--- EXERCISE SET ---
1. Revise the essay about art, starting with "I am a believer" and going on through "tickets for yesterday.", replacing "poetry" with "songs".
2. Name every negative emotion the essay about art lists as one that ugly art can make a viewer feel.
3. Resume the essay about art after its last sentence.

-- BEGIN EXTRACTED TEXT --

The Art and The Plumber

I am a believer in the notion that to create art, one must breath in art.  It’s impossible to sit at a keyboard and bang out stories or poetry if you don’t also breath in stories and poetry.  I’ve also learned that not all stories or poetry is confined to words.  Some poetry is in a painting.  Some stories in a sculpture. Words flow out of a dance and music can invoke the full range of human emotion.

In that spirit we took a trip up to the new San Francisco Museum of Modern Art (SFMOMA).  The museum closed in 2013 for a major expansion which is now complete and officially reopens on May 14.  We found out that members could get tickets for an early preview so Heather went on-line and now we’re members and got tickets for yesterday.

We arrived just in time for our 12:30 ticket and took the elevator to the 7th floor to start at the top and work our way down.  There were a lot of people there and at times we had short waits to see some exhibits.  Actually there were more people there than I would have expected for a member’s only day.  I wonder what the crowds will be like when the general public can buy tickets?

My first impression of the place is it’s vast size.  The galleries are on floors 2 to 7 and each floor is huge, seemingly going on forever.  More than once I thought I’d got to the end of an exhibit only to find a doorway leading onward.  There was a lot great art and some that I didn’t understand why it was in an art museum.  I’ll admit there were a few times I’d look at a painting, sculpture, or whatever they called it, and think, “Heather paints better than that,” or “If I found old urinals and put my initials on it, would that make me a great artist?”

That’s the problem with modern art – often it pushes at the boundaries of what art is and sometimes misses, or fails to explain it’s relevance to me.  I guess it could be that the curator’s definition of art and mine aren’t in alignment.  I’ll dare to ask the question, “What is art?”  It’s a difficult question – as it pushes us to consider our basic concepts and put them into words.

About twenty years ago the subject came up in a Humanities 1A class I was taking at community college.  It was your basic art appreciation class and the first topic was, “What is art?”  In a group discussion with other students, we came up with this definition: “Art is a creative expression intended to create an emotional response.”

Let me explore that a little more.  Art is an expression of our creative self.  We do it to communicate ideas, stories and feelings.  A song can make us feel happy or sad.  A dance can tell the story of two lovers. A painting can tell us of the beauty of flower while a sculpture lets us view concept from more than one angle.

When we see a work of art we have a reaction to it.  It could make us take a breath, remember a love, or set in our spirit a longing that we can’t name.  Good art moves our soul, spirit and emotion leaving our mind and intellect to try and catch up.  Viewing a picture I often have to consider for a long time before I can find the words in my mind to explain it.

It is the notion that, “art creates emotion,” that drives my mind as I walk though a gallery.  Always I am asking, “what feeling is this giving me?” When the answer is “none,” then I feel that the artist failed their job.  This definition also drives my own approach to the creation of art, either in my wood shop or at the keyboard writing poetry.  It is my intent to make you feel something with the object or words.

I would like to note that not all art is aesthetically pleasing.  Ugly stuff is art when the artist uses their creative self to conjure into being an object or experience that makes you feel angry, disgusted, hurt or any negative emotions.  We like art that looks good because we like to feel good, but sometimes it’s the artist’s job to make us look at the darker side of our nature.

-- END EXTRACTED TEXT --
-- BEGIN EXTRACTED INFORMATION --

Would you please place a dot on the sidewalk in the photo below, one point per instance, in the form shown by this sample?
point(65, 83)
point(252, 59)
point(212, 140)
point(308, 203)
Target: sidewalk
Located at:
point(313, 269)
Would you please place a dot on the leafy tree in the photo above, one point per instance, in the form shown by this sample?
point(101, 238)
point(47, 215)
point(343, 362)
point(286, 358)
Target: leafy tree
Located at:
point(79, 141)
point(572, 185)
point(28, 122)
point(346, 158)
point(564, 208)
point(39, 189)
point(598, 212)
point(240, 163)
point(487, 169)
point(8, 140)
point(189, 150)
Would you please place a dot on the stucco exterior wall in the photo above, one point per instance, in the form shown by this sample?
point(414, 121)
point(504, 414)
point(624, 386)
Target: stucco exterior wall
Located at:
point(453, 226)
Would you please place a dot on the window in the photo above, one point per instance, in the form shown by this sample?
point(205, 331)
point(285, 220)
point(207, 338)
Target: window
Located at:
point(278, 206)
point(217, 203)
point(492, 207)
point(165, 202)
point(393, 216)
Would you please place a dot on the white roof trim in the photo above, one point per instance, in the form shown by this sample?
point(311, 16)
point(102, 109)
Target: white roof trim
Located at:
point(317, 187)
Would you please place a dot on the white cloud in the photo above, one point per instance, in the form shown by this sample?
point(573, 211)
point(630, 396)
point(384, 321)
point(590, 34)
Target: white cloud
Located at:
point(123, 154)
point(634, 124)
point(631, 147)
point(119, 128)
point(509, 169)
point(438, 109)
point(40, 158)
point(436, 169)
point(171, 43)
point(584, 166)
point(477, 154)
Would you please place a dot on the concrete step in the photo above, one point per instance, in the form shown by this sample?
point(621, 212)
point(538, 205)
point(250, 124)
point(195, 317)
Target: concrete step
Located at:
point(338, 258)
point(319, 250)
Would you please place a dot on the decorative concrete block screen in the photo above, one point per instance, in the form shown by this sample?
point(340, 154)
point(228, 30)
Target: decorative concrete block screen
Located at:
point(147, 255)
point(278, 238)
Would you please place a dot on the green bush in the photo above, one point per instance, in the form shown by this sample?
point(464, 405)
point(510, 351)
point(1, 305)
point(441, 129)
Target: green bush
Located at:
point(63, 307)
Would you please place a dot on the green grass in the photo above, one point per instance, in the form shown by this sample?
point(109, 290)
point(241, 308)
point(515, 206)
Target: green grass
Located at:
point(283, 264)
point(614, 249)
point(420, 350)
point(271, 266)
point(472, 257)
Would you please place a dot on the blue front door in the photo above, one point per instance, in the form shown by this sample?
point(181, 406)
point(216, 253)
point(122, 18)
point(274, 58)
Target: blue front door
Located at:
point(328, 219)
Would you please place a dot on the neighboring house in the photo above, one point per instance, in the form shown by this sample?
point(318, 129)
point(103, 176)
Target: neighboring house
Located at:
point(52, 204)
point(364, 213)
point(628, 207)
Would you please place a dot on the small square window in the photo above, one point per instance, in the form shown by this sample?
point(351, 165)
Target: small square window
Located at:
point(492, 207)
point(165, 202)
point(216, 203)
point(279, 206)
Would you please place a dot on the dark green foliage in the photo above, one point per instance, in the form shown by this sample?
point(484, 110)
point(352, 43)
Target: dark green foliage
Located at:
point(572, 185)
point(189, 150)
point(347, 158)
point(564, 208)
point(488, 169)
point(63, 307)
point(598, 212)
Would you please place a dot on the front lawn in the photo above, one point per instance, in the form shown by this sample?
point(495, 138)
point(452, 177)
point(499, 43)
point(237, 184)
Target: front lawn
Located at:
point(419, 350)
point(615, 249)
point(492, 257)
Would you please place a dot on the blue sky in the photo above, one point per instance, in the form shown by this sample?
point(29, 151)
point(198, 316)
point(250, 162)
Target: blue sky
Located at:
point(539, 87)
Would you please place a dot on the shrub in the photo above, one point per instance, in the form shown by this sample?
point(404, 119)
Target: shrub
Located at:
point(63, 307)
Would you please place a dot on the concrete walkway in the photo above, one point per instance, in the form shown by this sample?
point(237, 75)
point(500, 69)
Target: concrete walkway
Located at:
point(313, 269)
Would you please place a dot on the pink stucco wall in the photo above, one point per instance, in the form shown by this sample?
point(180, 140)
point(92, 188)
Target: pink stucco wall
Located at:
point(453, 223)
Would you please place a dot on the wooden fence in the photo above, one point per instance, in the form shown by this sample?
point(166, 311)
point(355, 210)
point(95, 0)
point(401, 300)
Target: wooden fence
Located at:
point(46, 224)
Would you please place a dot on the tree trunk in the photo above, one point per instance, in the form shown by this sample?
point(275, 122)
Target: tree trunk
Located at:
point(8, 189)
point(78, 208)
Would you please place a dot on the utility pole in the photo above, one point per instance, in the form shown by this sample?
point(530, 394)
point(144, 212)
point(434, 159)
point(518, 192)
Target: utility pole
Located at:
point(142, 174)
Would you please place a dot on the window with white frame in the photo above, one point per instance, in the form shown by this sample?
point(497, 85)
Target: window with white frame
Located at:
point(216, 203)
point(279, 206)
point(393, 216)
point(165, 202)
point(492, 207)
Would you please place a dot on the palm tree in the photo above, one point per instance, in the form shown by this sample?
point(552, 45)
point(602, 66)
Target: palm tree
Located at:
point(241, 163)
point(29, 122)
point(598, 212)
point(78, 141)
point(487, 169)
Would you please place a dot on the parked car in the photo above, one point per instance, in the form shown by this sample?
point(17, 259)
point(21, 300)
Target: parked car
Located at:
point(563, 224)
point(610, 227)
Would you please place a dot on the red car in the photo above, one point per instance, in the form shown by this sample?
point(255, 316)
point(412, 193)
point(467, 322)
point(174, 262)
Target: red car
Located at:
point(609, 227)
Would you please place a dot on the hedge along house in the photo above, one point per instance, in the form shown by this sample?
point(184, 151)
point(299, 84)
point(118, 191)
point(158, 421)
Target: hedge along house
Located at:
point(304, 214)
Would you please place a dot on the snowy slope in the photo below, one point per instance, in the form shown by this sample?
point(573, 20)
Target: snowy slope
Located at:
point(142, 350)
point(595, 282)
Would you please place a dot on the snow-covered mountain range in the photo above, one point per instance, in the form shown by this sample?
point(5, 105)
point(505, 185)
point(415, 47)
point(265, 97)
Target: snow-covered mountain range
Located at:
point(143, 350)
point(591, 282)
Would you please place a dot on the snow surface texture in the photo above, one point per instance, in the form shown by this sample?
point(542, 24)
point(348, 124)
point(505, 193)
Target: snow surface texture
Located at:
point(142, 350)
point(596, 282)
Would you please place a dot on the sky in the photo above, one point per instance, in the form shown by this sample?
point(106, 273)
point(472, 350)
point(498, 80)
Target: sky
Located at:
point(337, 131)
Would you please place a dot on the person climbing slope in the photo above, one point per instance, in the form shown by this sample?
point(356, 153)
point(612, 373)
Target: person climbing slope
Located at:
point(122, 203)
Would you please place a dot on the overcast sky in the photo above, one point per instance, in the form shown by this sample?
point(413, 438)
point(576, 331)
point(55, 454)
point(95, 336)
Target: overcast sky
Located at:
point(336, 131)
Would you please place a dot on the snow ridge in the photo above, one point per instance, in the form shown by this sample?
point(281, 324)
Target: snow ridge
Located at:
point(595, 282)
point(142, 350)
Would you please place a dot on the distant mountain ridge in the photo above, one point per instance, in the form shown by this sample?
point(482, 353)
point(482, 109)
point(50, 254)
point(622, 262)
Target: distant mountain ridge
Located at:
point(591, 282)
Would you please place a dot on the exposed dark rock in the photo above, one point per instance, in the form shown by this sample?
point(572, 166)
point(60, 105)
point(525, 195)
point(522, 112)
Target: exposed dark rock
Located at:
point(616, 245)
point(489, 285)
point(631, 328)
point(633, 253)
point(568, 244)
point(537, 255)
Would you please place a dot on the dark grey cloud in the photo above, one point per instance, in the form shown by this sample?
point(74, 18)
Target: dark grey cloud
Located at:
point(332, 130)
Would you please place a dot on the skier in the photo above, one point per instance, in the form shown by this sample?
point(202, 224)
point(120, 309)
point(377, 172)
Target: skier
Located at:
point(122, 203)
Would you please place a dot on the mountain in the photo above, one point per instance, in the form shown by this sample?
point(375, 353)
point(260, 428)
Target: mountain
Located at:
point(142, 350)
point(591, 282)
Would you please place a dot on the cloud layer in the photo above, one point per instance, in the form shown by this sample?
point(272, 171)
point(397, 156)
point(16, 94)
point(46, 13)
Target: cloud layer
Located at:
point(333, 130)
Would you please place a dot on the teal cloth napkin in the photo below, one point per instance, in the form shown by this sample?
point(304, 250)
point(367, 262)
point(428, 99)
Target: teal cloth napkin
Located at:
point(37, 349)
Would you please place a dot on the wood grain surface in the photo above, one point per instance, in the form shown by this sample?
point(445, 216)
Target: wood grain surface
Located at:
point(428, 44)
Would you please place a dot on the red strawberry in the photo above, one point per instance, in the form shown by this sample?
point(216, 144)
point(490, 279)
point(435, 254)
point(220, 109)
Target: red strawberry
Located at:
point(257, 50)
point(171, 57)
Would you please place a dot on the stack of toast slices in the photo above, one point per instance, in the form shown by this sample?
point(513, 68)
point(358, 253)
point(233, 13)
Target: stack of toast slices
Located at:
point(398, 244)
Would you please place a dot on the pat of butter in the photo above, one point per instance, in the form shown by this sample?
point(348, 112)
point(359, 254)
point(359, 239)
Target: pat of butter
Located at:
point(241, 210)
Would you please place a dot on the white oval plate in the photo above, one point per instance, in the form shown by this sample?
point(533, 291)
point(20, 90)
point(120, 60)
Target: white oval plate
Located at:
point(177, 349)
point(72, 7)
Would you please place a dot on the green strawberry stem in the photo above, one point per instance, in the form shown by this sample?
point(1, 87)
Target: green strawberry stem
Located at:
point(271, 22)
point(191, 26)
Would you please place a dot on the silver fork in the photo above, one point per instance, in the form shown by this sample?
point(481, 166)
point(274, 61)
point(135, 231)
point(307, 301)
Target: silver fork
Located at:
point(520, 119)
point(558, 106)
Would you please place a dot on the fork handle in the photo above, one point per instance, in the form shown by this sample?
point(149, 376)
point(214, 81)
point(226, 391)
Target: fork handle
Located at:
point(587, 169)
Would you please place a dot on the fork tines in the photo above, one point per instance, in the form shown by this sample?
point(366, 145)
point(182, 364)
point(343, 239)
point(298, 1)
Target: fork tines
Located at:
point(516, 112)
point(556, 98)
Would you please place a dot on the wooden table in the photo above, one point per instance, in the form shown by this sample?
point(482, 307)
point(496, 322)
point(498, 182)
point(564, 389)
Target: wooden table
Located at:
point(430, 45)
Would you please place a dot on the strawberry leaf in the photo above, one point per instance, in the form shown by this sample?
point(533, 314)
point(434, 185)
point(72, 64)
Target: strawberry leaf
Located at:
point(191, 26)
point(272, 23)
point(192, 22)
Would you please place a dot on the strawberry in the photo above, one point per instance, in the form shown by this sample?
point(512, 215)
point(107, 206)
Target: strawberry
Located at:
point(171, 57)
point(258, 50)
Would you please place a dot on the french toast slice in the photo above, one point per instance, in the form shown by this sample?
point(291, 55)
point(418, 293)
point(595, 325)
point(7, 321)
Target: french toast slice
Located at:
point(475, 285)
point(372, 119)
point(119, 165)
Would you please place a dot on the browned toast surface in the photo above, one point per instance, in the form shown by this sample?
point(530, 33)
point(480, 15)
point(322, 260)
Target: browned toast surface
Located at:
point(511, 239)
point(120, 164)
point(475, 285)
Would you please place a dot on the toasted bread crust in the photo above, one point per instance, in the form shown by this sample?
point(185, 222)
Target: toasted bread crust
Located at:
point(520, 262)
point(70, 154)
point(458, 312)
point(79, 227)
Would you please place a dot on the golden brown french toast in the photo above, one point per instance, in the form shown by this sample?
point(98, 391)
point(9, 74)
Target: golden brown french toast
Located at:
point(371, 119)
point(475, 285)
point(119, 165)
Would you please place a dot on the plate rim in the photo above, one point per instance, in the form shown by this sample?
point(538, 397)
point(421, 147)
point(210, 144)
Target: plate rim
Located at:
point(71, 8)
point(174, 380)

-- END EXTRACTED INFORMATION --

--- ANSWERS TO THE EXERCISES ---
1.
I am a believer in the notion that to create art, one must breath in art.  It’s impossible to sit at a keyboard and bang out stories or songs if you don’t also breath in stories and songs.  I’ve also learned that not all stories or songs is confined to words.  Some songs is in a painting.  Some stories in a sculpture. Words flow out of a dance and music can invoke the full range of human emotion.

In that spirit we took a trip up to the new San Francisco Museum of Modern Art (SFMOMA).  The museum closed in 2013 for a major expansion which is now complete and officially reopens on May 14.  We found out that members could get tickets for an early preview so Heather went on-line and now we’re members and got tickets for yesterday.

2. Angry, disgusted, hurt

3.
At SFMOMA, I found the higher floors to have more art that I reacted to.  I’ll also add that I like exploring artist’s process and sometimes find the information card about an object to be more interesting than the object itself.  Sometimes it’s fun to try to figure out how an object was made – that is what material and methods were used to create the thing I am viewing.  Some times that offers a glimpse into heart and mind of the maker.

The 7th floor contained works by contemporary artists that I found interesting.  There were a couple of film exhibits that were interesting.  One was a short film of a large soap-bubble floating through an empty house.  You could hear sounds from outside, dogs barking, doors closing.  The effect was eerie and made you long for the bubble’s release either by finding an open window or just popping it and ending it’s endless wanderings.

It would take a long time for me to describe all the art and my reaction to it so I’ll have to skip a lot of things.  The next interesting exhibit was on the 6th floor called, “German Art after 1960.” This was a large collection that featured a number of artists reacting to a changing Germany and the last effects of the Nationalist Socialist party.  One artist working with canvas, paint and straw, created vast dark scenes of war and a world being burned.  We spent a long time on this floor.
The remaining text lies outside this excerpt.